** BEGIN TASK DATA **
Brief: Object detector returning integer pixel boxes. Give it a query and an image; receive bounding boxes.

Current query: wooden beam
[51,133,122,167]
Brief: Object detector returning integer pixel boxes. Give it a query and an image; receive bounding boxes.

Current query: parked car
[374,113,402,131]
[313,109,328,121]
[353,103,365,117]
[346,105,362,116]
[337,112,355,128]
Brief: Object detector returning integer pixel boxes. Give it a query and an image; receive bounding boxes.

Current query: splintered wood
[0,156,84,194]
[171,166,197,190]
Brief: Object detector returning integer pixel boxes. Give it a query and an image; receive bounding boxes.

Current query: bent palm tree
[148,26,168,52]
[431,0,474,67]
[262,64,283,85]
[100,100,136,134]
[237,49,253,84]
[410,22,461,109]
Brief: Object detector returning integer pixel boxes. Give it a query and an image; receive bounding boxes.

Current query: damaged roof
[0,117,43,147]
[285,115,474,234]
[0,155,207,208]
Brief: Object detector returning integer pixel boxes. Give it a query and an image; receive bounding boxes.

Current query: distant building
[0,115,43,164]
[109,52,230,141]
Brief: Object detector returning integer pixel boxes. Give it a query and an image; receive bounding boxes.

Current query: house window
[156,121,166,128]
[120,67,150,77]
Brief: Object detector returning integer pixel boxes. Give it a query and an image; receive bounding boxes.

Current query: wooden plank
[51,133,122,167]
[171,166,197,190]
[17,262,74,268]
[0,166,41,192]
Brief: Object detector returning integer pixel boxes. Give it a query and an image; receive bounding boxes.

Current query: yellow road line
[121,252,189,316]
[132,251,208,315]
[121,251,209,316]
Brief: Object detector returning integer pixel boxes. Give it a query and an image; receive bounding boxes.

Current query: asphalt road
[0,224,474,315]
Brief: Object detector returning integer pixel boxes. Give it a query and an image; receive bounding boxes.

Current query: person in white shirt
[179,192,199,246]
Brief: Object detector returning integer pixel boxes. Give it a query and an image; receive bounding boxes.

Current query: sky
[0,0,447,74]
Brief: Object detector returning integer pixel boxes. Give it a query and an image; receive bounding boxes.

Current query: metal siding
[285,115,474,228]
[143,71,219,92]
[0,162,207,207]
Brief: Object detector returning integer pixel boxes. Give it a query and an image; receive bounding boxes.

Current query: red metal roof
** END TASK DATA **
> **WHAT YOU WILL DO**
Render the entries above as a two-column CSV with the columns entry_text and answer, one row per entry, starting with the first entry and going on through the line containing "[0,155,207,208]", inclusive. Put each entry's text and its answer in one quoted field each, with line breaks replaced by spaces.

> **OUTPUT OF THE EXERCISE**
entry_text,answer
"Brief: Object detector returning integer pixel boxes. Give it a query and an image; receive bounding boxes. Current query: wooden beam","[51,133,122,167]"
"Brief: Object detector returning integer pixel boxes. Give it a query and an image; receive bounding boxes. Current query: parked car","[374,113,402,131] [313,109,328,121] [353,103,365,117] [346,105,362,116] [337,112,355,128]"
"Brief: Object detector returning integer pixel boxes. Give it a query and an image; receive bounding boxes. Current query: splintered wood","[0,156,84,194] [171,166,197,190]"
"Brief: Object detector returning integer pixel boxes. Give it a query and an image; receive bounding boxes. Current query: bent palm tree","[148,26,168,52] [431,0,474,67] [262,64,283,85] [100,100,136,134] [237,49,253,84] [410,22,461,109]"
"Brief: Object detector returning integer pixel boxes. Give it a query and an image; receive bounding boxes. Current query: damaged roof","[0,117,43,147] [285,115,474,234] [0,155,207,208]"